### What to work on
Please give back each line below unchanged; none of the pictures should appear.

### Data for processing
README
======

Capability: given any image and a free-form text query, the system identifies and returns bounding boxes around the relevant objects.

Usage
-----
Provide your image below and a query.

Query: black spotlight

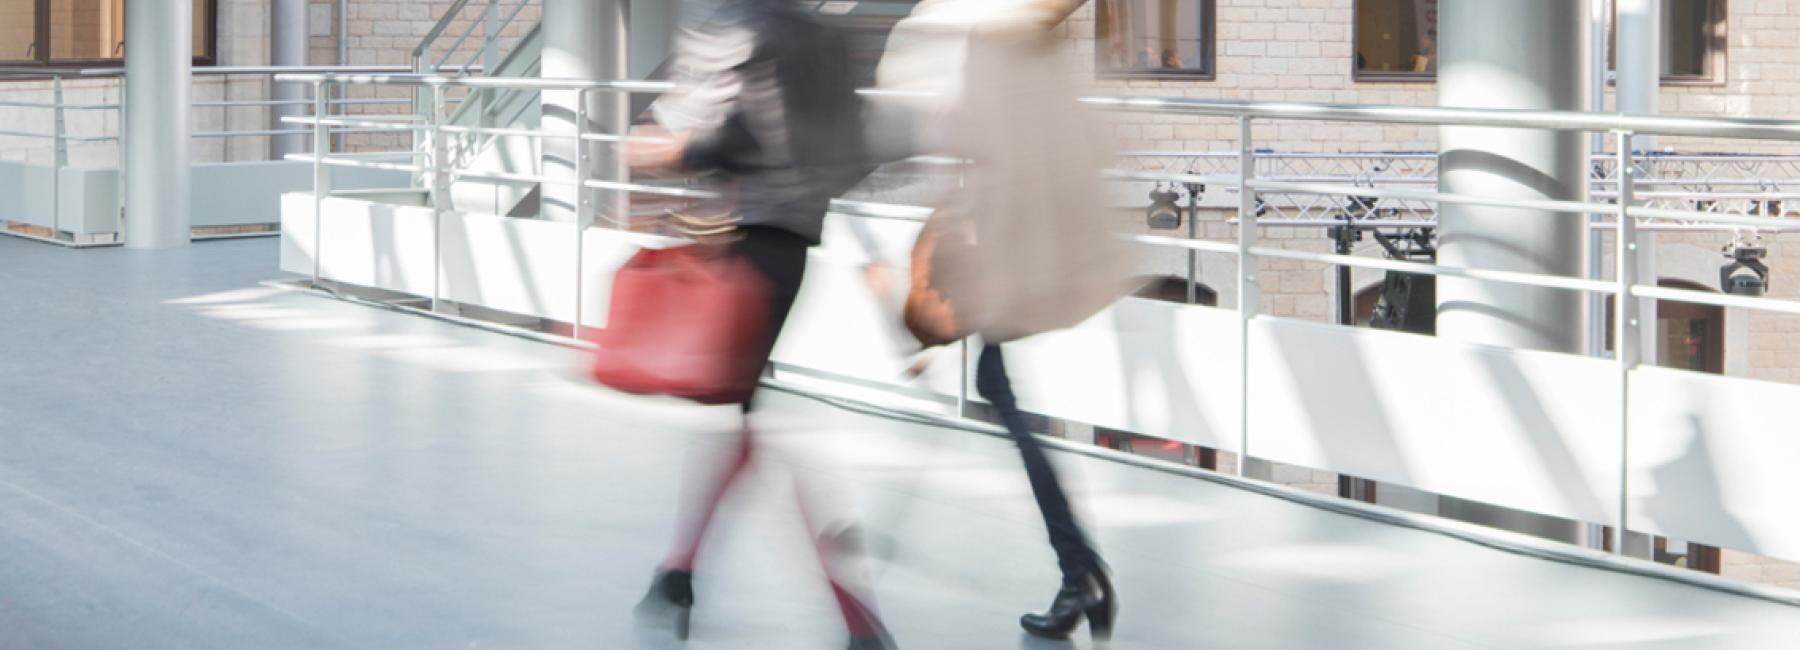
[1146,186,1182,230]
[1720,246,1770,297]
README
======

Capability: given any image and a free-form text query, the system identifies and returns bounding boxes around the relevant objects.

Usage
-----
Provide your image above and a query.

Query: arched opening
[1604,279,1726,375]
[1131,275,1219,307]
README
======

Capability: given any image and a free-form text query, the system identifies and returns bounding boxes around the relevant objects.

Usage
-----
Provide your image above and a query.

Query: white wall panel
[1629,367,1800,562]
[438,212,577,322]
[280,193,437,298]
[990,299,1243,451]
[1249,317,1621,523]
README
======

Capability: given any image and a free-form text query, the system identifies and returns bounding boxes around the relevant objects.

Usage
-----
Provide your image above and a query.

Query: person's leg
[974,344,1096,584]
[976,343,1116,640]
[744,228,892,643]
[660,425,754,573]
[657,227,807,571]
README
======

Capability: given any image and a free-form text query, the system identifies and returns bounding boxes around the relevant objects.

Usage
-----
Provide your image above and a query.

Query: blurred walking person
[875,0,1131,642]
[622,1,887,648]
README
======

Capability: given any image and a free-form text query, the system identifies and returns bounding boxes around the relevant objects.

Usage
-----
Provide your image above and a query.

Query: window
[1607,0,1726,82]
[1095,0,1216,79]
[0,0,215,66]
[0,0,35,63]
[1641,0,1726,82]
[1353,0,1438,80]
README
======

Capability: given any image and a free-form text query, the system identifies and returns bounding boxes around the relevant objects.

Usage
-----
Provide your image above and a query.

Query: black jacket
[652,0,868,244]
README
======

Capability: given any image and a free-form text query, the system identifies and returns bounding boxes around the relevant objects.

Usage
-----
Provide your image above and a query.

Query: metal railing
[0,65,484,245]
[280,72,1800,565]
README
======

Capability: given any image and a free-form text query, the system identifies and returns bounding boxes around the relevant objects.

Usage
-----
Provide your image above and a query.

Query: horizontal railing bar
[0,129,51,139]
[439,168,721,200]
[0,65,478,79]
[440,124,575,140]
[0,98,119,108]
[1633,285,1800,317]
[577,132,674,144]
[580,178,723,200]
[326,151,428,158]
[1250,246,1620,295]
[274,73,672,94]
[1104,169,1243,187]
[1123,233,1242,255]
[828,199,932,222]
[194,129,317,138]
[285,153,426,174]
[198,98,417,108]
[1083,96,1800,142]
[281,116,424,130]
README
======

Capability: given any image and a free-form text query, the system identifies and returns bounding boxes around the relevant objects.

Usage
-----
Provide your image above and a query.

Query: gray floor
[2,235,1798,650]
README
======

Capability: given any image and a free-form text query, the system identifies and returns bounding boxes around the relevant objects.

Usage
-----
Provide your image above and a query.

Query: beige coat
[879,3,1133,343]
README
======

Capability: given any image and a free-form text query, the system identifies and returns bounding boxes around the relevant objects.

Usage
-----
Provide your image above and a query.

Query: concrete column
[124,0,192,249]
[271,0,310,159]
[1436,0,1590,353]
[1617,0,1661,367]
[541,0,628,224]
[1435,0,1590,542]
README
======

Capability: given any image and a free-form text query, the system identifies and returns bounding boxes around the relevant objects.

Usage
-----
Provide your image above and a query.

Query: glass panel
[0,0,36,62]
[1096,0,1213,76]
[1355,0,1438,76]
[1663,0,1712,78]
[50,0,124,60]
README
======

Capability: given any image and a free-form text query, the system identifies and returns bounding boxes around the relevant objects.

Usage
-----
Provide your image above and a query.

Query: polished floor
[2,235,1799,649]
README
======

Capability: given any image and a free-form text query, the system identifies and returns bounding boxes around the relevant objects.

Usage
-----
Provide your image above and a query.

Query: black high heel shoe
[634,570,694,641]
[1020,566,1117,642]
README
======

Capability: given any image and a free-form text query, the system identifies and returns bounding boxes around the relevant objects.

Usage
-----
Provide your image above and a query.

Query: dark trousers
[975,344,1099,586]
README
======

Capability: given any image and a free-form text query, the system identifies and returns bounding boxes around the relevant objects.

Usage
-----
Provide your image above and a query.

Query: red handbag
[587,244,771,405]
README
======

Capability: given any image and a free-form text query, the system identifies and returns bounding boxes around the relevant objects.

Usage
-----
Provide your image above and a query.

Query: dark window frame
[1094,0,1219,81]
[1352,0,1728,85]
[1608,0,1729,86]
[1351,0,1438,83]
[0,0,219,68]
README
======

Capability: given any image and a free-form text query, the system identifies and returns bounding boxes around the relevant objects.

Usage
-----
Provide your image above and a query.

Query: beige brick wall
[1067,0,1800,154]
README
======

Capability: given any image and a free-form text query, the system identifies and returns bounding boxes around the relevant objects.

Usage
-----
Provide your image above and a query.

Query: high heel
[834,582,897,650]
[634,570,694,641]
[1019,567,1117,641]
[1087,568,1118,642]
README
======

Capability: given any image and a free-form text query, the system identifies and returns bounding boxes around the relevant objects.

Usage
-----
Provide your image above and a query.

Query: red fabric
[589,246,771,405]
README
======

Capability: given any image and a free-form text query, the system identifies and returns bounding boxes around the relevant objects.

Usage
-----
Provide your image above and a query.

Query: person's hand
[619,126,693,170]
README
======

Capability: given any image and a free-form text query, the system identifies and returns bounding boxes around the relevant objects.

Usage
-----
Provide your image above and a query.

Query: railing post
[1236,116,1260,477]
[115,76,126,241]
[413,49,432,134]
[1612,130,1640,557]
[572,88,591,340]
[429,85,450,314]
[312,80,331,287]
[483,0,501,74]
[51,75,66,242]
[1186,181,1199,304]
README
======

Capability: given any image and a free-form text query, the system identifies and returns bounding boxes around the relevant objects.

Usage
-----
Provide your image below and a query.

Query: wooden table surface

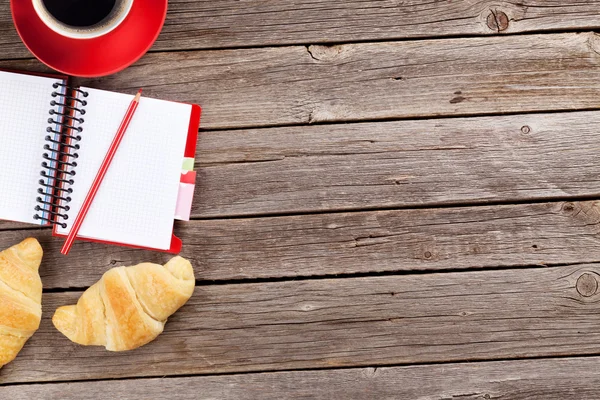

### Answer
README
======

Capability: given any image and a free-form text query, the system identifies and returns bounding boxes around the relevant objects.

Usage
-----
Provide your image below and a query.

Query: black spotlight

[1146,186,1182,230]
[1720,246,1770,297]
README
======

Capability: given any image and a free-form text query, the system identifies and returns bounding boxes around the relevant objects.

Usage
-----
Provide your image above and a query.

Query: arched opening
[1604,279,1726,375]
[1131,275,1219,307]
README
======

Capability: given any image and a free-form text query, the system identifies and returns bounding boxes around the relevant objects.

Usage
-----
Provide your image above and a query.

Query: white wall panel
[1629,367,1800,562]
[438,212,577,322]
[280,193,437,298]
[990,299,1243,451]
[1249,317,1621,523]
README
======

Capability: given any image and a free-form text query, the system identifies and returns bounding boxes around the relevant objects.

Usage
-----
Provide your image above and a query.

Query: person's leg
[974,344,1096,584]
[976,343,1116,640]
[744,228,892,643]
[660,425,754,573]
[657,227,807,571]
README
======

Capability: given any image and a free-form text query, the system identifies and returns bounding boxes around the relevant objects.

Usage
-----
Provide your image above and a query.

Query: blurred walking person
[875,0,1131,642]
[622,1,887,648]
README
======

Capability: given any image and a free-form text query, the system identifies and returns bounding boxes around the relevant objects.

Usage
-----
Provide your image above and a query.

Query: window
[1607,0,1726,82]
[1095,0,1216,79]
[0,0,215,66]
[0,0,35,63]
[1641,0,1726,82]
[1353,0,1438,80]
README
======

Capability: given any image and a free-form text query, the system identifies and returns bounding boxes around the relevant objects.

Usage
-----
Provide your image above and a query.

Query: black jacket
[652,0,868,244]
README
======

Capability: given any image and a free-form text query, the system identifies and returns bounding boxes around the relevant objects.

Usage
-----
Provide your image above and a query.

Query: metal railing
[0,65,484,245]
[280,72,1800,565]
README
======

Capability: given any image and a free-form text query, the system identifies and returns bounding boxes around the relevant objects.

Usage
-----
Provide your image above and a query.

Query: horizontal railing bar
[0,129,51,139]
[439,168,721,200]
[0,65,478,79]
[440,124,575,140]
[0,98,119,108]
[1633,285,1800,317]
[577,132,674,144]
[580,178,723,200]
[326,151,428,158]
[1250,246,1620,295]
[274,73,672,94]
[1104,169,1243,187]
[1123,233,1242,255]
[828,199,932,222]
[194,129,317,138]
[285,153,426,174]
[198,98,417,108]
[1083,96,1800,142]
[281,116,424,130]
README
======

Capability: given any image and a free-form text query, the system identifies and returns bounding boxes around the relevant objects.

Usage
-----
Provide your image above and a query.

Query: gray floor
[2,235,1798,650]
README
======

Capability: given any image and a free-form text query, the system identifies and returns bounding boxes around the relevant objects.

Usage
-----
Provide your image above and a query.

Query: beige coat
[879,3,1133,343]
README
======

Capability: given any image and a free-form text query, the system identifies and returns bounding boxes around the relevant objects.

Usage
-----
Provide your image above and a query.

Query: concrete column
[124,0,192,249]
[271,0,310,159]
[1436,0,1590,353]
[1617,0,1661,367]
[541,0,628,224]
[1435,0,1590,542]
README
======

Capability: given any image and a free-form text query, the system identifies and returns bounding boxes around the relevant objects.

Usage
-----
Provide your image above and a query.

Query: glass panel
[0,0,36,62]
[1096,0,1213,76]
[1355,0,1438,76]
[1663,0,1712,78]
[50,0,124,60]
README
======

Capability: given any image and a free-form text query, the system identifies and returns bounding boxes around the relevant objects.

Usage
-----
Provide your image above and a query.

Query: polished floor
[2,235,1799,649]
README
======

Capability: given any image and a free-form text query, the system identifies and returns bounding boxes around the relevant objects.

Usage
-----
Provide your image above and a query.

Query: black high heel shoe
[634,570,694,641]
[1020,566,1117,642]
README
======

Capability: given any image and a free-form text query, the system identifies and returns bounding boxes around the relevant objects.

Usage
-----
Provide your image above and a query.

Query: dark trousers
[975,344,1099,586]
README
======

Capability: given any image and a free-form text query, the system identifies and returns bounding boxes around the relevant objects.

Usage
-----
Provide your image above and a query.

Query: red handbag
[587,244,771,405]
README
======

Capability: given any image and a free-form text query, the system identifies and returns bounding boxes around the relevant objects.

Usage
-----
Provide your image above and a query.

Query: dark window frame
[1094,0,1219,81]
[1352,0,1728,85]
[1608,0,1729,86]
[1351,0,1438,83]
[0,0,219,68]
README
======

Capability: given any image and a free-form text query, the system identifies and returns bounding boxes around the relevant objects.

Usage
-----
Provide your image above and a query.

Query: beige brick wall
[1067,0,1800,154]
README
======

Capability: given any image and a free-form text query, the system identifies and returns bounding boxes around the relevant objects.

Usage
-----
Provide your image above and a query.

Query: high heel
[834,582,897,650]
[634,570,694,641]
[1019,567,1117,641]
[1087,568,1118,642]
README
======

Capability: given any image and a free-form text query, the system identifies and returns bounding boxes around the relevant objects.

Usage
-----
Provide your image above and a query.

Query: red fabric
[589,246,771,405]
README
======

Capability: given any image and a free-form text query, the system identifies and returns bounding boxes around the relevant objects.

Usage
-----
Provide your image above and a query.

Query: person's hand
[619,126,693,170]
README
======

Capability: given any image and a free-form text query, the system identifies and returns bounding boxes around the relevant objects.

Usage
-----
Provide your image above and a query.

Query: railing post
[1236,116,1260,477]
[115,76,126,241]
[413,49,432,134]
[1612,130,1640,557]
[572,88,591,340]
[429,85,450,314]
[312,80,331,287]
[483,0,501,74]
[51,75,66,242]
[1186,181,1199,304]
README
======

Capability: given any image and a free-form text query, the system identifies and returns bounding boxes around the relevant objects.

Usage
-----
Provide your image below and a query.

Query: wooden table surface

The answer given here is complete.